• Verilen Alıntı:
====================

Türk mimarlık tarihinin en büyük ismi şüphesiz Mimar Sinan‘dır. Sinan sadece Osmanlı mimarisinin değil dünyanın da en büyük mimarlarından birisidir. Kimliği, doğup büyüdüğü zaman ve coğrafi sınırların çok ötesine geçen bu büyük mimarın eserleri de mensubu bulunduğu imparatorluğun büyüklüğüne yaraşır bir sahayı kaplamakta, birçok ülkeyi içine alan geniş bir coğrafya çağının şahidi olmaya ve Osmanlı kimliğini yaşatmaya devam etmektedir.
Ne zaman doğduğu kesin olarak bilinmemekle birlikte doğumu 1491’in öncesi olarak tarihlenmektedir. Hristiyan bir ailenin çocuğu olarak Kayseri Ağırnas’ta dünyaya gelmiştir. Ancak, “Osmanlı kültüründe yıkanmış bir Müslüman tasarımcı olarak bütüne katılabilmesi için yeterince kabiliyetli olduğu fark edilmiş, böyle bir çocuğun köyündeki kaderine terkedilmesi yerine onu Osmanlı seçkinlerine dahil etmek üzere gerekli işlem başlatılmıştı.” Neticede etnik mensubiyeti tartışılan Sinan’ın güçlü bir Osmanlı kimliğine sahip olduğu muhakkaktır.
Bu dehanın gelişiminde bu sistemin ve erken denilebilecek bir yaşta İstanbul’la tanışmasının rolü büyüktür. Topkapı Sarayına ve Ayasofya’ya yakın, Roma dönemi mimarisinin merkez noktalarından birisi olan Hipodrom/Sultanahmet Meydanı civarında bir okulda yetiştiği kabul edilen Sinan, otobiyografisi olarak kabul edilen Tezküretü’l-bünyan’da, Yavuz Sultan Selim’in hizmetinde Arap ve Acem diyarlarını gezip dolaştığını ve yine İstanbul’a döndüğünü belirtmektedir. Padişahın Mısır ve Hicaz bölgesinin Osmanlı sınırlarına dahiliyle neticelenen Mısır seferine katılmış, mimari çevreyi tanımış, Selçuklu ve Safevî yapılarının yanında antik yapıları ve Mısır piramitlerini de tanımıştır.

====================

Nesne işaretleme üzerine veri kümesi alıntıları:
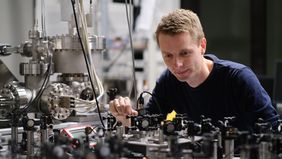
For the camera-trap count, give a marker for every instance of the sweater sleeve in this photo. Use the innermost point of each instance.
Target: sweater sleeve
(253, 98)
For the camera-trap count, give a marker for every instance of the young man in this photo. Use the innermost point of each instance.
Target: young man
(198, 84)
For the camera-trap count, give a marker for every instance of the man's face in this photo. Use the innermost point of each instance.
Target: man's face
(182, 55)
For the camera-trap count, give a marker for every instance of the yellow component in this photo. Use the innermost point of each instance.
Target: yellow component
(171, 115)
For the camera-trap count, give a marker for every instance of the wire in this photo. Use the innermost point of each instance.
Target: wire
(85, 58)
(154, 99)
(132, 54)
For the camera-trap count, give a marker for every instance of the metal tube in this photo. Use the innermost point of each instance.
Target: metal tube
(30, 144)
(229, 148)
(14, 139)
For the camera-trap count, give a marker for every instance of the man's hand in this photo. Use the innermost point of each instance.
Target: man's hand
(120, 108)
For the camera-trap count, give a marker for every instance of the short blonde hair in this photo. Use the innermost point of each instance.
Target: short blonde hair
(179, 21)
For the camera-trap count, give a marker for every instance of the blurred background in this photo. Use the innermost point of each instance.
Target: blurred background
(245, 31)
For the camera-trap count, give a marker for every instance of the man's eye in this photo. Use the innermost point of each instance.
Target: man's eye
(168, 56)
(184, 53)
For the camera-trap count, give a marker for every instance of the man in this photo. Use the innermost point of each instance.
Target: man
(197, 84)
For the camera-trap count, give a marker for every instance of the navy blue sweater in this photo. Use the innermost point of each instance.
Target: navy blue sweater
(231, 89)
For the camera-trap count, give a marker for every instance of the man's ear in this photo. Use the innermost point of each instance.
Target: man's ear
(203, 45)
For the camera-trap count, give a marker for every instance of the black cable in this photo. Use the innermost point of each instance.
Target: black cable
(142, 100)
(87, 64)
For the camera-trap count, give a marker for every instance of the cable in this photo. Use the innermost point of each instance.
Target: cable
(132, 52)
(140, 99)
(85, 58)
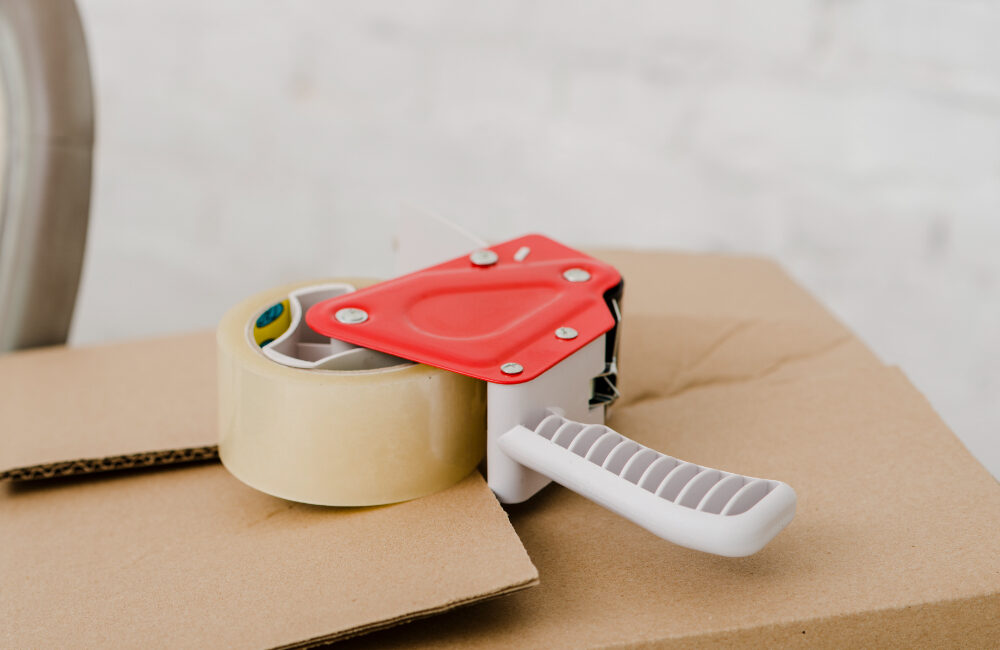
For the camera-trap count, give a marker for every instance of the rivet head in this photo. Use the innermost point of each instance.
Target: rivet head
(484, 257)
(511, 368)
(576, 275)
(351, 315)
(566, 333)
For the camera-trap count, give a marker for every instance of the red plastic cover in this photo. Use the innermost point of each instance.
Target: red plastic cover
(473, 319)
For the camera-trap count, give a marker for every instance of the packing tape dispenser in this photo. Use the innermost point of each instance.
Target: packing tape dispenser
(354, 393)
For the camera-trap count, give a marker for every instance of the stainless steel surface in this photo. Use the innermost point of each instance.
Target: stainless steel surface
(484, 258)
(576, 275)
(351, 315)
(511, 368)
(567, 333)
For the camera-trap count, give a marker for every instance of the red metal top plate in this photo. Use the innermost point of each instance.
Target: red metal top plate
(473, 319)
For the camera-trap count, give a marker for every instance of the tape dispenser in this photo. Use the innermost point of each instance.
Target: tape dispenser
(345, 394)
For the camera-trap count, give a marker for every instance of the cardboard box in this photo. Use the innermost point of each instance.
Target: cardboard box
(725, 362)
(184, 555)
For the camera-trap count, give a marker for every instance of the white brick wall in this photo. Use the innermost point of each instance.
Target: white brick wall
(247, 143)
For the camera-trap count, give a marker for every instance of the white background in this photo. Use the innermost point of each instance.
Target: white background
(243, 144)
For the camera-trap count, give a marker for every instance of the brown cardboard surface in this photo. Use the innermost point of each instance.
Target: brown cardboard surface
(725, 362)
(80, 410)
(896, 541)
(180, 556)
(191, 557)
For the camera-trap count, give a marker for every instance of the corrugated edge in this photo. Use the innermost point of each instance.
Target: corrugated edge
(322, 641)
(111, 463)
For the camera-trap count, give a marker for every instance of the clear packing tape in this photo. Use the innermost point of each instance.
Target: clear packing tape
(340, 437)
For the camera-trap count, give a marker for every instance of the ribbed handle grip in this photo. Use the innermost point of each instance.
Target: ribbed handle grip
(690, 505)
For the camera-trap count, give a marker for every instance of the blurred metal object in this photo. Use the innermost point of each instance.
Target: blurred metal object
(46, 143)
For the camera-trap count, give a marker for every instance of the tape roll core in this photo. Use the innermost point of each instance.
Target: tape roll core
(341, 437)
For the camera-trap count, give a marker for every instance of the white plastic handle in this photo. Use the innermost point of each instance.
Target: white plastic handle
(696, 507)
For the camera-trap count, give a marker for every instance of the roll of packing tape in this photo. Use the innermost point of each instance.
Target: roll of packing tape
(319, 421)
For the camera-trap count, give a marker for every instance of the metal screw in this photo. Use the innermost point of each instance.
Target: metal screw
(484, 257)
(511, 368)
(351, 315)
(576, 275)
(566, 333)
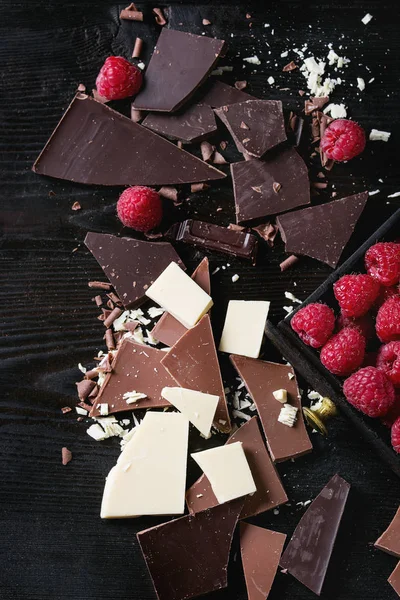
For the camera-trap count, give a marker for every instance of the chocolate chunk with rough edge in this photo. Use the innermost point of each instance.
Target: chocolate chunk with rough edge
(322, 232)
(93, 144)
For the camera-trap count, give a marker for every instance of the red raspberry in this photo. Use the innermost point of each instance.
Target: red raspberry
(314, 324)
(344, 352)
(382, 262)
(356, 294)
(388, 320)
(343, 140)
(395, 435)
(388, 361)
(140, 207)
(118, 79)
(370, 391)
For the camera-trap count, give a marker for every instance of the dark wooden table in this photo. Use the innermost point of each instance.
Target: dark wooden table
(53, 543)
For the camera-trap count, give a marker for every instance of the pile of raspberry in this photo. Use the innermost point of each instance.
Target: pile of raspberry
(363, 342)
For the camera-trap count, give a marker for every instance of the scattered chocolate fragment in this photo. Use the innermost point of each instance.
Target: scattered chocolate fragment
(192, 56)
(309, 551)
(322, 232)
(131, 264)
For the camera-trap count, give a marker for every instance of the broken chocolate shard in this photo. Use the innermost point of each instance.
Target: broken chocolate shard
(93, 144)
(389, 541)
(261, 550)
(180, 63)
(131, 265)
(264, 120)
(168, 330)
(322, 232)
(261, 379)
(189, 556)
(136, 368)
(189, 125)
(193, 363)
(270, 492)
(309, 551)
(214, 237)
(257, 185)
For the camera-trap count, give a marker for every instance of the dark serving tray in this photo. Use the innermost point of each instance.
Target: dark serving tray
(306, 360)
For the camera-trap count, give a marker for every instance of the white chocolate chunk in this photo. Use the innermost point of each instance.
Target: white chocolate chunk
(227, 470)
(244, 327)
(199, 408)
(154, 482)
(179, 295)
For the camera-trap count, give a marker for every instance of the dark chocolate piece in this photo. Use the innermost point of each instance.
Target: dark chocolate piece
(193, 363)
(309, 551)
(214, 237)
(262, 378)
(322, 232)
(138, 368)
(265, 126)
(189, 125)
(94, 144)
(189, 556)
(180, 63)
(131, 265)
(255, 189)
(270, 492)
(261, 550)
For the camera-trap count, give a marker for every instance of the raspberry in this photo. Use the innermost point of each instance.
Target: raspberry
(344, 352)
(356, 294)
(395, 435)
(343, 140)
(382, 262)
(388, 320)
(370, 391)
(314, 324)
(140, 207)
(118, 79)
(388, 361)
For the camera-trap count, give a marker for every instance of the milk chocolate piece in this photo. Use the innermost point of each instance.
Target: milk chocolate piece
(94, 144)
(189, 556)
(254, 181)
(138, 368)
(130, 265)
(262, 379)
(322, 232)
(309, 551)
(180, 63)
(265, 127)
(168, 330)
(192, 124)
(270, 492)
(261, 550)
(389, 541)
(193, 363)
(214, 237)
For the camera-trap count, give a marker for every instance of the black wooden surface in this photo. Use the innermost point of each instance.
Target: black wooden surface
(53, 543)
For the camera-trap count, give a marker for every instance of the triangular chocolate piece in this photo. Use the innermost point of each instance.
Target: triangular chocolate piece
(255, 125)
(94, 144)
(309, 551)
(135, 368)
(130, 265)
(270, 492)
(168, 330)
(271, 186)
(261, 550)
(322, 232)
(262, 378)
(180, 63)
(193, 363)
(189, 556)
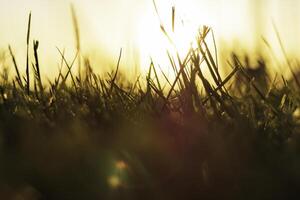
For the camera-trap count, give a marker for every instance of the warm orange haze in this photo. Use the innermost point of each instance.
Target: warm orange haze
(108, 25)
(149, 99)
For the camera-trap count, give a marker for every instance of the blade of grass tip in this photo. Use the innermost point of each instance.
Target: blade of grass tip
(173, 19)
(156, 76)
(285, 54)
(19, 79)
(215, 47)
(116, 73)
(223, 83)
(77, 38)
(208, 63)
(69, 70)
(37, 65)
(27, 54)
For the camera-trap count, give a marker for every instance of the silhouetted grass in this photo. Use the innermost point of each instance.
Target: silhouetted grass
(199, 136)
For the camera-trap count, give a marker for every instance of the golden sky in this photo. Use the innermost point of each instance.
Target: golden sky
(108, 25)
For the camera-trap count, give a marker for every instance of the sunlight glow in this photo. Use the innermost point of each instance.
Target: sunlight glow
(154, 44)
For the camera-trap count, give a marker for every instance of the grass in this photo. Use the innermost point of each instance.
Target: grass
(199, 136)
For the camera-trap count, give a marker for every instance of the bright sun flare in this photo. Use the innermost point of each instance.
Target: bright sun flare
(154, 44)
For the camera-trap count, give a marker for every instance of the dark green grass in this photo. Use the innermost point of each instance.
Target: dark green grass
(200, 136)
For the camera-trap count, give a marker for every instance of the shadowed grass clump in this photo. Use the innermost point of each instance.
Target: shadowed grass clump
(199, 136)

====================

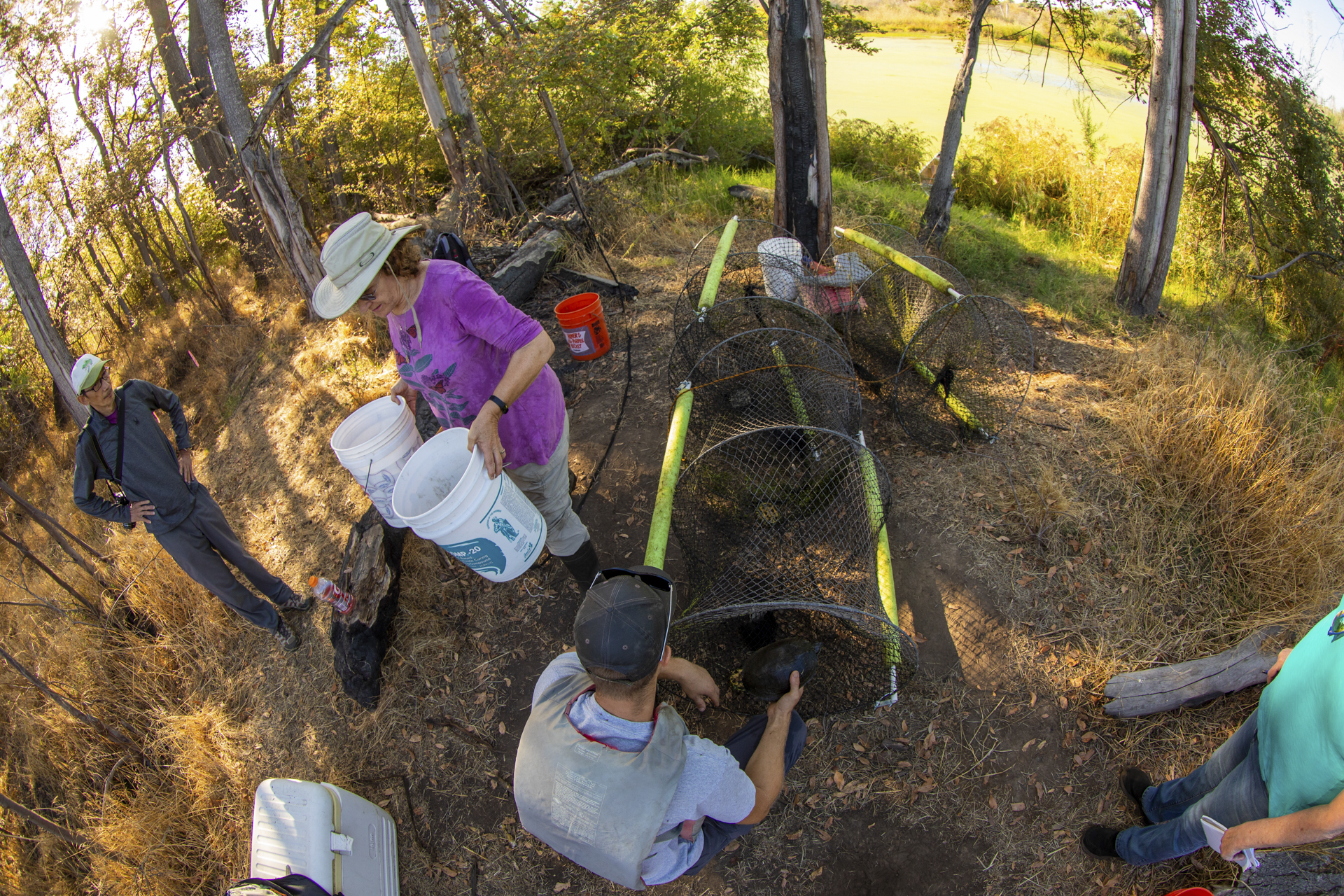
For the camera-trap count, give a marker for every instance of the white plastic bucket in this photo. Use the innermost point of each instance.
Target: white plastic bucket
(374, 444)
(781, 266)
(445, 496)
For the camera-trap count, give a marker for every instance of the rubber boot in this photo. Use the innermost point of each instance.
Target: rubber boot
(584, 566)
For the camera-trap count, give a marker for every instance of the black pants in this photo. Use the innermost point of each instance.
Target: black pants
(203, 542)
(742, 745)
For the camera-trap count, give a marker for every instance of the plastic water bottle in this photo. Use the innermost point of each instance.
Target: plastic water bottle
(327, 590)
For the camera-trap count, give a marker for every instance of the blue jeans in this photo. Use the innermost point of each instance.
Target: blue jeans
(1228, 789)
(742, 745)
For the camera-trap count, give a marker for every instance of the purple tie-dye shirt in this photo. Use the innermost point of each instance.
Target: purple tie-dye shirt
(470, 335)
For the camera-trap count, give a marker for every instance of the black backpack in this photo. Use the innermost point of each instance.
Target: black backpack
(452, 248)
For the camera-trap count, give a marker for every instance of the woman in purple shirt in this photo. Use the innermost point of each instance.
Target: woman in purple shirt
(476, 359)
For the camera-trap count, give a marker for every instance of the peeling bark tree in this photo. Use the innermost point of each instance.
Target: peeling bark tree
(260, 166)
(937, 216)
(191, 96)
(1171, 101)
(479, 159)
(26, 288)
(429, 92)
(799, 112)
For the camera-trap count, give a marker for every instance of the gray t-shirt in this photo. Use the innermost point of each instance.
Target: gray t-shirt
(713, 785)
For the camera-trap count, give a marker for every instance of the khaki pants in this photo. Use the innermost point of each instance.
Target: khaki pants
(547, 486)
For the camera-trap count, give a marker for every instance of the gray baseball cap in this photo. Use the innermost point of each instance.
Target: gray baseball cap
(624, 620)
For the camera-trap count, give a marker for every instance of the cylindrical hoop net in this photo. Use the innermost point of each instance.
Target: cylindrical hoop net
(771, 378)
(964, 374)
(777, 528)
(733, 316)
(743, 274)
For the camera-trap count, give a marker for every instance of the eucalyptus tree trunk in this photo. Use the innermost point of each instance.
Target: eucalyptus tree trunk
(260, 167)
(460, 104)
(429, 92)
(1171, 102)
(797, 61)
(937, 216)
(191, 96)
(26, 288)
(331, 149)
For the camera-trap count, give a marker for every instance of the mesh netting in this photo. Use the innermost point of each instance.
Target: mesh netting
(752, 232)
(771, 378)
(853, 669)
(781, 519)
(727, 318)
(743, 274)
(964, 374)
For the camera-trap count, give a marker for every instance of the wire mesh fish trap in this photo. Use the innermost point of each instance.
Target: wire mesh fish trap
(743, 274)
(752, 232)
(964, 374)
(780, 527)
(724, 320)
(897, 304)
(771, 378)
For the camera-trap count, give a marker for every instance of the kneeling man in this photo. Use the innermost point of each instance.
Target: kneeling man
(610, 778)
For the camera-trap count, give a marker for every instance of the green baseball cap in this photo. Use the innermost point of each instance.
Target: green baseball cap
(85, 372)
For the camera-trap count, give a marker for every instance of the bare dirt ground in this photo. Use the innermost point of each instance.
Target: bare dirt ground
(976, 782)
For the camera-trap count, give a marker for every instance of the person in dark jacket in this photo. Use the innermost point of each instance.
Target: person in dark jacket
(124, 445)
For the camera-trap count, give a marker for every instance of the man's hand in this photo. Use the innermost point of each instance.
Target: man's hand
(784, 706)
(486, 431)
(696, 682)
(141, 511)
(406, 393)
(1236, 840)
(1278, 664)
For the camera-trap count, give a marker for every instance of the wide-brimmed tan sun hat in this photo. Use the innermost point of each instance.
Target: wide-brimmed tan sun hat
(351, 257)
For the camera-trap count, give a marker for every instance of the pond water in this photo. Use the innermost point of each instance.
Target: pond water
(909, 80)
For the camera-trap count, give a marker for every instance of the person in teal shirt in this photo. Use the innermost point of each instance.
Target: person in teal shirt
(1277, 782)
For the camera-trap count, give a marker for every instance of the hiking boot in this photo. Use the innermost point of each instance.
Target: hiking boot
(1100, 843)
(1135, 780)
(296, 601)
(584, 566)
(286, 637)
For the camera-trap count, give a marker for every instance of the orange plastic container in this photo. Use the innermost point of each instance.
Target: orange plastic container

====================

• Görev 1: Mimar Sinan'ı anlatan alıntıya göre Sinan nerede dünyaya gelmiştir?
• Görev 2: Mimar Sinan'ı anlatan alıntıyı son cümlesinden sonra sürdürün.

• Alıştırma Cevabı 1: Kayseri Ağırnas'ta dünyaya gelmiştir.

• Alıştırma Cevabı 2:
Seferlere iştiraki Sinan’ın görgü ve bilgisini çok geliştirmiş, kendisini gösterme kabiliyetini ve ileri görüşlülüğünü ortaya koyma imkanı sağlamıştır.
1520 yılından sonra Yeniçeri sıfatına sahip olarak Kanuni ile seferlere katıldı. 1522’de Rodos ve Belgrat, 1526 yılında Mohaç, 1535’te Korfu ve İran, 1537’de Balia ve 1538’de Karabo ğdan seferlerine katıldı. 1535 İran seferi Sinan için bir dönüm noktasıydı. Bu seferde içlerine top yerleştirdiği kalyonlar, kalenin ele geçirilmesinde büyük yarar sağlamıştı. Bundan dolayı kendisine Haseki unvanı verildi.
1536’da Pulya (Puglia) seferlerine katıldı. 1538’de yer aldığı Karabuğdan (Moldovya) seferi sırasında Prut Irmağı üstünde yaptığı bir köprüyle dikkatleri üstüne çekti. Bir yıl sonra Mimar Acem Ali’nin ölümü üzerine onun yerine sermimaran-ı hassa (saray baş mimarı) oldu. Günümüzdeki bayındırlık bakanlığına eş düşen bu görevi ölümüne değin sürdürdü.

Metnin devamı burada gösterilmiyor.